• [Goal of the exercise]: Return each line of the listing below that contains the string "chimney".

• [Information supplied]:
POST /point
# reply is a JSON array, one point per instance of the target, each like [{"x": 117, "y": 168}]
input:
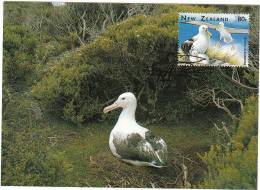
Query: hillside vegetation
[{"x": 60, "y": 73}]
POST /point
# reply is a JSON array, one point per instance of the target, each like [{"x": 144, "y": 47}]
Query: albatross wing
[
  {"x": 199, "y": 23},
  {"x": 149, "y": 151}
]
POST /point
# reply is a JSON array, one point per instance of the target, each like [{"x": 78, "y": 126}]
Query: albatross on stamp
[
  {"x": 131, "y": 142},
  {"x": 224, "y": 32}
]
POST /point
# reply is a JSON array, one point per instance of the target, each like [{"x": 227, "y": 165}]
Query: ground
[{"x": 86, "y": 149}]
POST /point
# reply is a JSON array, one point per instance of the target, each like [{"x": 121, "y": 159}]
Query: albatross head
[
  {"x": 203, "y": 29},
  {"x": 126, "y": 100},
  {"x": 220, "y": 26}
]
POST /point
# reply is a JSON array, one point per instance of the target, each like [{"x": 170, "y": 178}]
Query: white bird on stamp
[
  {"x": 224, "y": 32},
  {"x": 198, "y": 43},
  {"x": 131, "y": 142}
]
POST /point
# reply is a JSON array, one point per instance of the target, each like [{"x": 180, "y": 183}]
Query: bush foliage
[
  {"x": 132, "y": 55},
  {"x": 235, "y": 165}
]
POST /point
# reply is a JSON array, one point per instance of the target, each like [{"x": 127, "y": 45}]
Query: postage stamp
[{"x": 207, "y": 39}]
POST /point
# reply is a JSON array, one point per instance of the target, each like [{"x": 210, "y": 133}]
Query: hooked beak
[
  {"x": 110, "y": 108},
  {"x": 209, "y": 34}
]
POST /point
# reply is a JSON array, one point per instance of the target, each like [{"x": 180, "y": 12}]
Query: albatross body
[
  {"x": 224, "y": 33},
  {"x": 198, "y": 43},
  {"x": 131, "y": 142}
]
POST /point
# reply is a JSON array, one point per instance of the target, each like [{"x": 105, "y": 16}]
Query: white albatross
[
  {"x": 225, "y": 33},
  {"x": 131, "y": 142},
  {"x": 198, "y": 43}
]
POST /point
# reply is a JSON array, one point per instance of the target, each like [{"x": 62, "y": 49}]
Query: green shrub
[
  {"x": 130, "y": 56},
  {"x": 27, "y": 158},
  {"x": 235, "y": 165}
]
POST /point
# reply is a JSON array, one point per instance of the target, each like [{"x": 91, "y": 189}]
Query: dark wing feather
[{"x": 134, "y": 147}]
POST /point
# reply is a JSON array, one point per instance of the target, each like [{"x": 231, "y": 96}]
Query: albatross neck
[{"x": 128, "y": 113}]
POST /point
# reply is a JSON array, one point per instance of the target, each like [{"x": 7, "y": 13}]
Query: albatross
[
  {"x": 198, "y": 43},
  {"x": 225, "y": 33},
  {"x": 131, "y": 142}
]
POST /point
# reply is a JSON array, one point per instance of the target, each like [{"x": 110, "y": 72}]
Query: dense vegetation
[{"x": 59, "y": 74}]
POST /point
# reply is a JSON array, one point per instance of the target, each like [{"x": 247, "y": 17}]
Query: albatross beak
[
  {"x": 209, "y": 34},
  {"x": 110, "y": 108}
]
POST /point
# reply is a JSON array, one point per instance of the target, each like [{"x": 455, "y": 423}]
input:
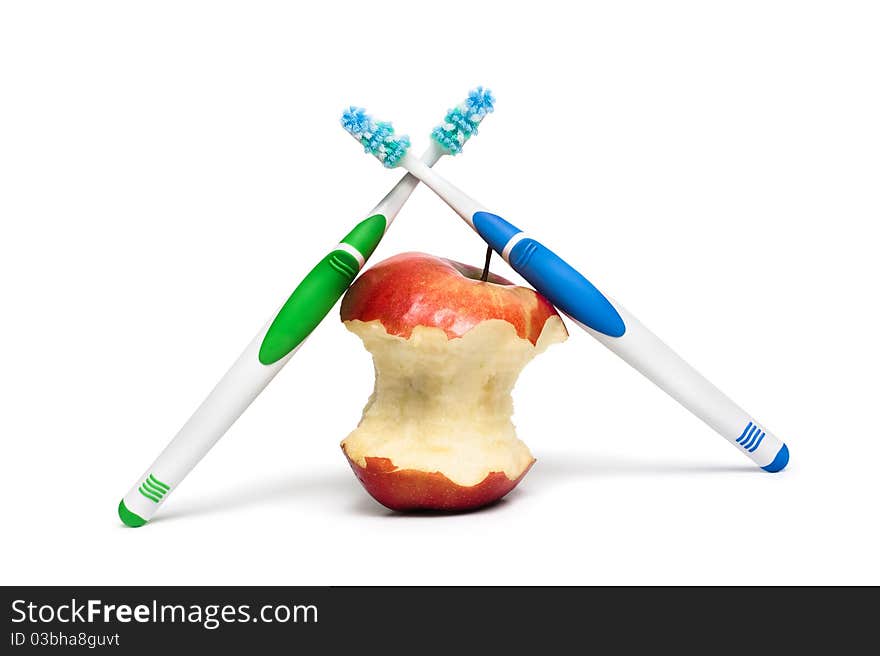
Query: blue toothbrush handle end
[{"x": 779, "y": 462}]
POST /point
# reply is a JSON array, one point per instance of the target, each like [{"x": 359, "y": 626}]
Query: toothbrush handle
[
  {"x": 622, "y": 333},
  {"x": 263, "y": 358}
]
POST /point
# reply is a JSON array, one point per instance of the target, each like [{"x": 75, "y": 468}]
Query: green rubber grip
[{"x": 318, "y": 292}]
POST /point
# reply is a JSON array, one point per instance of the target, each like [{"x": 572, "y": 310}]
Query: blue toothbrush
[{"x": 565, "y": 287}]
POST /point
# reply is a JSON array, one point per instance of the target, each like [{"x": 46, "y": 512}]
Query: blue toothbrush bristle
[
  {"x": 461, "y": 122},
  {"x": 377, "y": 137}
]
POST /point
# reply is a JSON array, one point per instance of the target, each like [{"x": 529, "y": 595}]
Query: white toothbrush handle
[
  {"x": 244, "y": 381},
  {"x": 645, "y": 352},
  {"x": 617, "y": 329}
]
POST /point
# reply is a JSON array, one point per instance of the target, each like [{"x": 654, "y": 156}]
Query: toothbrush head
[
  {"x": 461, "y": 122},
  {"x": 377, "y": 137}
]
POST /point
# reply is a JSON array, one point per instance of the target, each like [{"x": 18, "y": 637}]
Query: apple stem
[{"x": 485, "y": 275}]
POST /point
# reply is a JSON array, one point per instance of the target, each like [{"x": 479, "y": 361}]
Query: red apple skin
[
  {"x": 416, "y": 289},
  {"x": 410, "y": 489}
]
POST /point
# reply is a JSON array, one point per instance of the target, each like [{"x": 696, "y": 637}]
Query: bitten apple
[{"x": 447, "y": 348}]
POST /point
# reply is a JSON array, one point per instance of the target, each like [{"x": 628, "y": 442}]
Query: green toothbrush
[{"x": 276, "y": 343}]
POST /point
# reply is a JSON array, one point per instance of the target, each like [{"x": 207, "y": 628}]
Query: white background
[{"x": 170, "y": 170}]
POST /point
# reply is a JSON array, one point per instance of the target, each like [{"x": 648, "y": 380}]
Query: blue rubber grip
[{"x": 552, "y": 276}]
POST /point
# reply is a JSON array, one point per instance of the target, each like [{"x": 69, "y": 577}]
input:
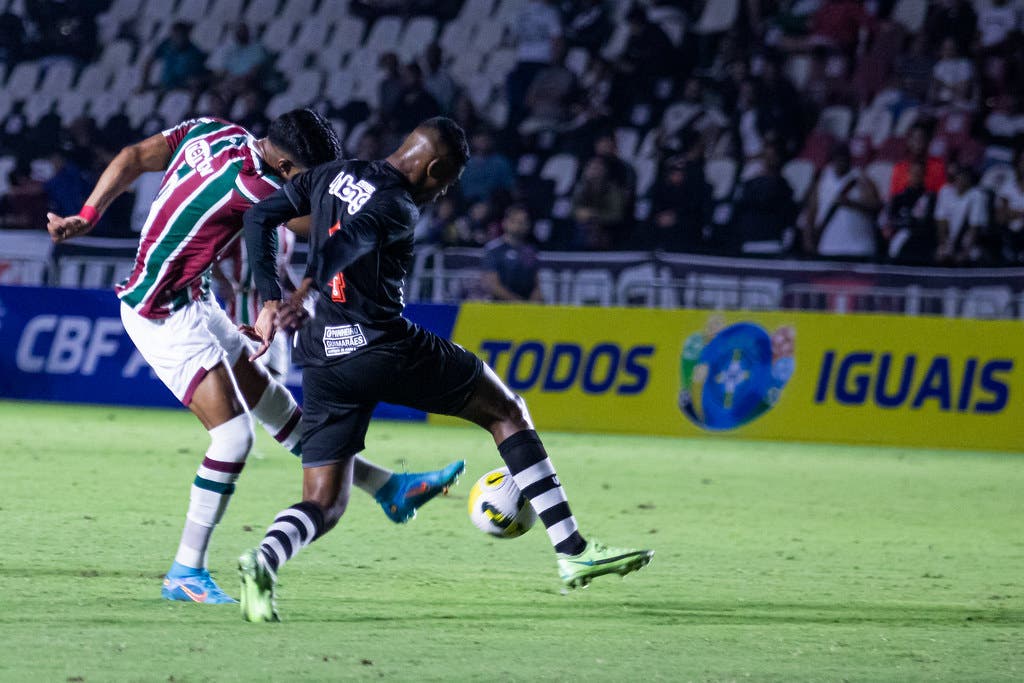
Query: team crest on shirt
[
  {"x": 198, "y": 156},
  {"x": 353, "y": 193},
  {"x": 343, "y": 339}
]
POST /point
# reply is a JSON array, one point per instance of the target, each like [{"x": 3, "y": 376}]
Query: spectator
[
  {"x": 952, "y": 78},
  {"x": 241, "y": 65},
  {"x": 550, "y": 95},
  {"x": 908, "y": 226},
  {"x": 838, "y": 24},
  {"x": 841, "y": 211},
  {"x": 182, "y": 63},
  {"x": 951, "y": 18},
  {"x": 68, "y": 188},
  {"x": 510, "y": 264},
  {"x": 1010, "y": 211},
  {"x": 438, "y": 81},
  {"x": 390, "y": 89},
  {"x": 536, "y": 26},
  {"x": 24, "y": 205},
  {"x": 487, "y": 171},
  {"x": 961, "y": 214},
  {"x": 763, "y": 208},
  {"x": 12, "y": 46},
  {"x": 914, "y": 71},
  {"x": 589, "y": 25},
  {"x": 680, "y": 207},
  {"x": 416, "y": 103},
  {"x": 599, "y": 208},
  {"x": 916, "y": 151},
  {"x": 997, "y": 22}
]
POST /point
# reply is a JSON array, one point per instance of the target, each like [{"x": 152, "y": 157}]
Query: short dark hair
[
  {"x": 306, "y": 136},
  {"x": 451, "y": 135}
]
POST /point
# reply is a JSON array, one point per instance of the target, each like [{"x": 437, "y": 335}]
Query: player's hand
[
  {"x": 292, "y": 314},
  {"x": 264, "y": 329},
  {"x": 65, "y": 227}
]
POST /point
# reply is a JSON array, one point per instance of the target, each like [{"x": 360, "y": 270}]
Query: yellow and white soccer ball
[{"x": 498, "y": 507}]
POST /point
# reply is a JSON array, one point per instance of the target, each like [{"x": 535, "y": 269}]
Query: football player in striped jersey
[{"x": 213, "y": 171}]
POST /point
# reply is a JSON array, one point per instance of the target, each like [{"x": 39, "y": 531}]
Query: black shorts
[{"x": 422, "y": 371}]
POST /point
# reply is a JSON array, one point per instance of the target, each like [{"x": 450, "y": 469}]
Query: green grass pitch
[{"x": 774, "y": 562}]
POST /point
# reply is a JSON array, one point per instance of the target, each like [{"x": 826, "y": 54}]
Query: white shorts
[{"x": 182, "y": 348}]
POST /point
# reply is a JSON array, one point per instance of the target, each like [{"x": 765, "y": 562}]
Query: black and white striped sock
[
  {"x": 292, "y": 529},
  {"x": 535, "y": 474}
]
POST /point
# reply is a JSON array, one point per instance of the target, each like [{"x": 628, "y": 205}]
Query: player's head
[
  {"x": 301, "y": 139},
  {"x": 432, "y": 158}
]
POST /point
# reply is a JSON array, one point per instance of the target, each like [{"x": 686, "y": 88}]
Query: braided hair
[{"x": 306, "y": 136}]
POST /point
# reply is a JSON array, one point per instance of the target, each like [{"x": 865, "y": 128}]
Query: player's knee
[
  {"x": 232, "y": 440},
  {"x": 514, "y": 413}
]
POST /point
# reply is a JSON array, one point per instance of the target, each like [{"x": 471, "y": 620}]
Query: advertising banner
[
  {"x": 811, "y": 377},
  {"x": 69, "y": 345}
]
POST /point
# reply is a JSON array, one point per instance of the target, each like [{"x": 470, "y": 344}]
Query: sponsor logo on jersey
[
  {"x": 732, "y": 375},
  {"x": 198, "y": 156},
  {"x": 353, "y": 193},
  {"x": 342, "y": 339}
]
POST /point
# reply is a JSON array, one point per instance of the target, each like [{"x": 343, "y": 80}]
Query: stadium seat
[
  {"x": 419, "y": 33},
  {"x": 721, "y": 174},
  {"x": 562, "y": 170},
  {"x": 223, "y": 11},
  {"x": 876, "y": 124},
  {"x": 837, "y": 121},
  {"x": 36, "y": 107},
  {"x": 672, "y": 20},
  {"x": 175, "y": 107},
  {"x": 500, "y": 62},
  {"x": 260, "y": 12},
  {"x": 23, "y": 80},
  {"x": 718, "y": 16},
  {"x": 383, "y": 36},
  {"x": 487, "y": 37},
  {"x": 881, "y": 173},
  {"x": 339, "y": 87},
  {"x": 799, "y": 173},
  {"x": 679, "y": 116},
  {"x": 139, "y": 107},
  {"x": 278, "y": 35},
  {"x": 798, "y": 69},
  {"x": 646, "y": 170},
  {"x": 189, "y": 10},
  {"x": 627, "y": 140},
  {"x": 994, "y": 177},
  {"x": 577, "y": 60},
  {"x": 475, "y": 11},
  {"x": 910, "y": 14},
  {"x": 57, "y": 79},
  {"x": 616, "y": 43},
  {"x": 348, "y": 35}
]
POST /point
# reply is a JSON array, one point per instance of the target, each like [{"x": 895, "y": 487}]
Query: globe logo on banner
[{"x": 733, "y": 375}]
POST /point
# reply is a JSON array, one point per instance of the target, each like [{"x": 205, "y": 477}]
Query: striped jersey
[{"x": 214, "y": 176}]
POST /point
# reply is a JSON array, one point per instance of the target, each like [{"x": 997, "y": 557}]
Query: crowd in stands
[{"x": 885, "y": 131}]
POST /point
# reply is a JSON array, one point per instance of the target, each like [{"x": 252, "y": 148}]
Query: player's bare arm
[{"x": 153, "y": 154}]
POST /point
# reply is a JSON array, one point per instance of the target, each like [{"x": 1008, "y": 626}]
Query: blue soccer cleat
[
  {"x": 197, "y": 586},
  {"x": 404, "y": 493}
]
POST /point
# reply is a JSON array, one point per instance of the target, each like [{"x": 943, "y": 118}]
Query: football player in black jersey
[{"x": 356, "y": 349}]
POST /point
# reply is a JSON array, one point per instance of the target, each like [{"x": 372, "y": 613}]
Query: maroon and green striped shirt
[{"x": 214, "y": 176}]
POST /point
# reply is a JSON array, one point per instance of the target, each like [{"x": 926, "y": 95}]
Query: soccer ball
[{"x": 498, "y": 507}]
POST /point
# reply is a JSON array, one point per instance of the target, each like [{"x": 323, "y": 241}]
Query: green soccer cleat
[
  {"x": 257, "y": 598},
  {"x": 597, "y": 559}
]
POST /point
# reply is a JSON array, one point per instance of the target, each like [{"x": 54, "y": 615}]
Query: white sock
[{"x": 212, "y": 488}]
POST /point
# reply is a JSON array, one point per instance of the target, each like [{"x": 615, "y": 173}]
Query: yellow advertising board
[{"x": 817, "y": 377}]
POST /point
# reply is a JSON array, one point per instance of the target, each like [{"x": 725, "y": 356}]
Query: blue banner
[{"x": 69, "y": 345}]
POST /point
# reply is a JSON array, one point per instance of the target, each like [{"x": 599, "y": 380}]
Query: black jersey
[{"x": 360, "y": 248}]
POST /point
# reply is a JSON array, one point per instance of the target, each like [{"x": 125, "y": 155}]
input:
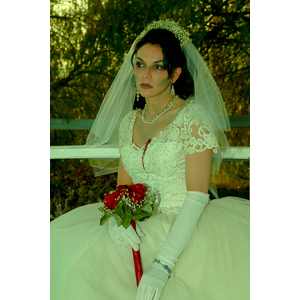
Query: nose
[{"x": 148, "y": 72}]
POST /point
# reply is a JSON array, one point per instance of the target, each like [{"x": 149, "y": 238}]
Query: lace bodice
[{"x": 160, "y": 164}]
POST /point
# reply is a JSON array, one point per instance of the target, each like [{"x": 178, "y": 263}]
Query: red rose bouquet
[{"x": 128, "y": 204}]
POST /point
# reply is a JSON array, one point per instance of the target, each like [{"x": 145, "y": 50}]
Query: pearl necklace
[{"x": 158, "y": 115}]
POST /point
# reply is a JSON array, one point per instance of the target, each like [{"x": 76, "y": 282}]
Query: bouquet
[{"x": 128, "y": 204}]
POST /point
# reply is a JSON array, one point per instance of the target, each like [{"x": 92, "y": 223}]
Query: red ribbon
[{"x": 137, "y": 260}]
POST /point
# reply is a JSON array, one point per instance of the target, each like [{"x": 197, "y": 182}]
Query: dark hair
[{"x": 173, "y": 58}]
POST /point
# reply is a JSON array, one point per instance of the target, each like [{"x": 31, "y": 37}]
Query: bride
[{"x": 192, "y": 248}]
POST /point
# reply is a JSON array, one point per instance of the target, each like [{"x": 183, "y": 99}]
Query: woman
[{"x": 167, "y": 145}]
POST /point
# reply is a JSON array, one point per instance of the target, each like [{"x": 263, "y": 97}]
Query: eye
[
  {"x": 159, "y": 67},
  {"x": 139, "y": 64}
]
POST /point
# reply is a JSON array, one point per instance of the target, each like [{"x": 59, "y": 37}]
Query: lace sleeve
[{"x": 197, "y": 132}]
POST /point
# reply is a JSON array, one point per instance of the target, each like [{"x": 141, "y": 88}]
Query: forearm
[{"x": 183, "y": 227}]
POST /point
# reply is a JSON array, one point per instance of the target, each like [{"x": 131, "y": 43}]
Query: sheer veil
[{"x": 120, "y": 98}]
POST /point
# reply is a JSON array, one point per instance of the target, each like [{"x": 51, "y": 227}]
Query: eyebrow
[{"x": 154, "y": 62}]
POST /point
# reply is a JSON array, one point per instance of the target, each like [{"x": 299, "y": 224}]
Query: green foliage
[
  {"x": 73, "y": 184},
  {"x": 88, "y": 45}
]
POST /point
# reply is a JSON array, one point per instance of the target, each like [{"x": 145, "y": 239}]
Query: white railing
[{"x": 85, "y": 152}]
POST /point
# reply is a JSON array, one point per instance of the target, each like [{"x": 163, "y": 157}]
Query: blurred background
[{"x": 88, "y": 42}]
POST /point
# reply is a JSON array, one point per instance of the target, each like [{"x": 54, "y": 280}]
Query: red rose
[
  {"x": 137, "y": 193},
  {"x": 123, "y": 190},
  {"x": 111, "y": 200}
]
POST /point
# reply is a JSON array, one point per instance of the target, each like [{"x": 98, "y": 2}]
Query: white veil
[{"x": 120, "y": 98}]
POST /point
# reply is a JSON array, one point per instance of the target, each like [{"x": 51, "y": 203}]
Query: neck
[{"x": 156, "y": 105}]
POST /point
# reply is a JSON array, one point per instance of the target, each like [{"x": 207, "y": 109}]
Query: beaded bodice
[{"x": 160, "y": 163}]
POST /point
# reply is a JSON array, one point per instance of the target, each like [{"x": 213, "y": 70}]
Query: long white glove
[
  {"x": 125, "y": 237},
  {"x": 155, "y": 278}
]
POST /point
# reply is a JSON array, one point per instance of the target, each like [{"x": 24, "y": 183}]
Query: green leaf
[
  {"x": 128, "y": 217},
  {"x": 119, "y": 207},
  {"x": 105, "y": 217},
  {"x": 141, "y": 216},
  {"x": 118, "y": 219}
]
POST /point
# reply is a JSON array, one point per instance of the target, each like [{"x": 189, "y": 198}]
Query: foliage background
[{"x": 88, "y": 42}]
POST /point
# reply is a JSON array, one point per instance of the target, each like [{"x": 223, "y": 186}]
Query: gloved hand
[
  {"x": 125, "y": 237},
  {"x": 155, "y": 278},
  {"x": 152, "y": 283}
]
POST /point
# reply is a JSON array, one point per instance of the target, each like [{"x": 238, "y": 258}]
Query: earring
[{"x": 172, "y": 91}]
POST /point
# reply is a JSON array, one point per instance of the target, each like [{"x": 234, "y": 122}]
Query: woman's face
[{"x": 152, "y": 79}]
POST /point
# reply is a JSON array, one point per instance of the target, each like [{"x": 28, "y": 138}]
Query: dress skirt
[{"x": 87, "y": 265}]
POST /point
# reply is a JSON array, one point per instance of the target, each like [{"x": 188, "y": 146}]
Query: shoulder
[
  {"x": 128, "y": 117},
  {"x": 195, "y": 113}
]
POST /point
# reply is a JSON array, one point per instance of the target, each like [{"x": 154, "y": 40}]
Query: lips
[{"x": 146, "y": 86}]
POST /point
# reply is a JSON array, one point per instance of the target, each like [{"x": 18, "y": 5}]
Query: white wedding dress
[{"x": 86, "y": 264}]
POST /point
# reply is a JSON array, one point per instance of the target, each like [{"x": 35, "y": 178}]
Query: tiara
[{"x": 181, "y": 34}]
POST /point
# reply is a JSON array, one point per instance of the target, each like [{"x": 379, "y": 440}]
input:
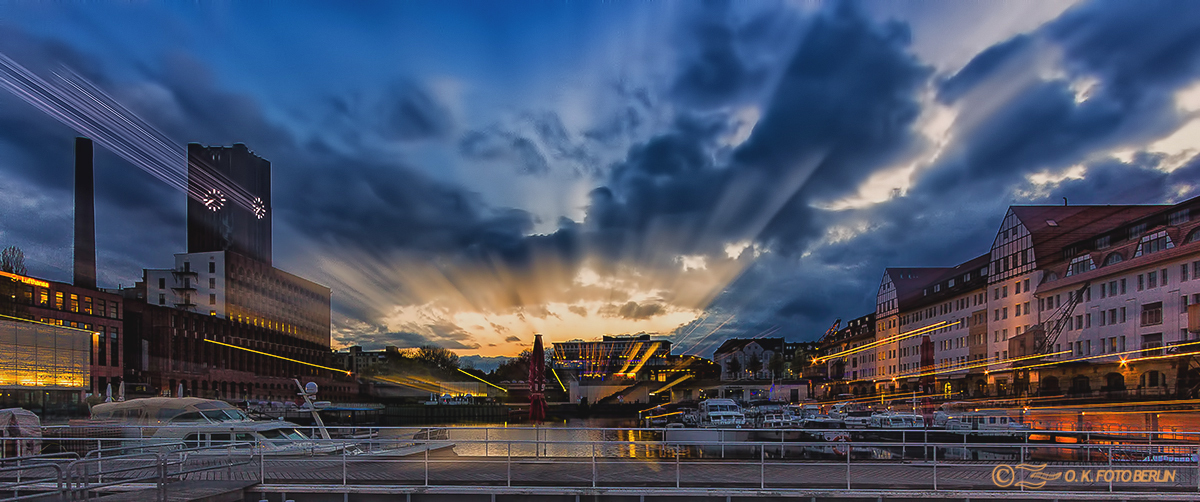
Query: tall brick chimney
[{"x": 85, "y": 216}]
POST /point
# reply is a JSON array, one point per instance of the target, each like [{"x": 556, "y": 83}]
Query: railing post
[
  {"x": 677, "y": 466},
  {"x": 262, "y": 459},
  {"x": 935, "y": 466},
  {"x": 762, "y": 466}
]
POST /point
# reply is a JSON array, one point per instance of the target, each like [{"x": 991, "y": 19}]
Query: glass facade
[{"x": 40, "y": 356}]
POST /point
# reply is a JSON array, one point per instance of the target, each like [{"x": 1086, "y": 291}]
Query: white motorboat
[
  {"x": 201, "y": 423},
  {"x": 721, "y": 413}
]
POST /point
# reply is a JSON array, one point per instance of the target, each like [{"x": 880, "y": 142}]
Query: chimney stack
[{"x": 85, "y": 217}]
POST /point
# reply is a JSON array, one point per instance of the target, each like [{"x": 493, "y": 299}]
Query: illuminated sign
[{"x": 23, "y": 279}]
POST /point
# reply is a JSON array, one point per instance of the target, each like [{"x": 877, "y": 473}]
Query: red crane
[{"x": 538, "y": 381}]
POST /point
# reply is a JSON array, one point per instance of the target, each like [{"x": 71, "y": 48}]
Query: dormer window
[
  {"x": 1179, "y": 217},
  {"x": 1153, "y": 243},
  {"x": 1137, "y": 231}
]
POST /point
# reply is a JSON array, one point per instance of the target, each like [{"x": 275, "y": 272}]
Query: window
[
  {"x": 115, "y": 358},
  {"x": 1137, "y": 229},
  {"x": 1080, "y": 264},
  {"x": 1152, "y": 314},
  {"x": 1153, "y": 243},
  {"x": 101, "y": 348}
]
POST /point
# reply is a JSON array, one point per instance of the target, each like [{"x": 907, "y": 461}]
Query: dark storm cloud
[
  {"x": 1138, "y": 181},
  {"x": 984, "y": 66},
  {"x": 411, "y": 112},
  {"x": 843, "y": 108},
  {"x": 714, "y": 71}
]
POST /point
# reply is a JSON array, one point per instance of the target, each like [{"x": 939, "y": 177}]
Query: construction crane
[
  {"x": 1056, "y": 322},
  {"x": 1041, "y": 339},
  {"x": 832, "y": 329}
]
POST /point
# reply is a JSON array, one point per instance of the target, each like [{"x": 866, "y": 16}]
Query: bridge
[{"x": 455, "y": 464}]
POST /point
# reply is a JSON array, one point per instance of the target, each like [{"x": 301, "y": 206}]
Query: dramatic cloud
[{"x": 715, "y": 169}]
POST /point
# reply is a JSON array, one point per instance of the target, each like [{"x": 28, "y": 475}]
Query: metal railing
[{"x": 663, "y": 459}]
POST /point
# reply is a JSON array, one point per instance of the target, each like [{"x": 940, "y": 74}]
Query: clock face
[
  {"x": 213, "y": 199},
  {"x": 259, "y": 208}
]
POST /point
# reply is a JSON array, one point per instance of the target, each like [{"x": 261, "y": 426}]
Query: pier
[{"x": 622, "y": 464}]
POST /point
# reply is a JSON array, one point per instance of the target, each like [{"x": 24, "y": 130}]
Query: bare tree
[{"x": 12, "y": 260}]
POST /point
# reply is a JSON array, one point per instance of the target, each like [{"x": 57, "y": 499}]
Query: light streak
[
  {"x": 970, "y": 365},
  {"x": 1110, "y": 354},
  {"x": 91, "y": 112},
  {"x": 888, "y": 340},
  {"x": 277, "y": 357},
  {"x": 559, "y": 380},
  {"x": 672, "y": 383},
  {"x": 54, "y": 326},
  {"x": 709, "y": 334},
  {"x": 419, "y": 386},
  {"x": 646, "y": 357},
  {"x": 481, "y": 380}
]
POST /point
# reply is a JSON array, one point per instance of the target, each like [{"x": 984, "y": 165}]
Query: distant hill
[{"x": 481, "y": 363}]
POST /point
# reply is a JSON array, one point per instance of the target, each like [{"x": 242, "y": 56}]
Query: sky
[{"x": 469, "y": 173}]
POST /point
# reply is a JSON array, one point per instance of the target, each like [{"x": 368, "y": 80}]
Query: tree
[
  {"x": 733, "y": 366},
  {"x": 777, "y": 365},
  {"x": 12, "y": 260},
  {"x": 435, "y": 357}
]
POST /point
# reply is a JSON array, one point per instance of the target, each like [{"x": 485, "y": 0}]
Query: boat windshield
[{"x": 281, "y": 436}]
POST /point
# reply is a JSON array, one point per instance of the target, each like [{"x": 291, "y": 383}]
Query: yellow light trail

• [Worked solution]:
Query: tall brick chimney
Query: chimney stack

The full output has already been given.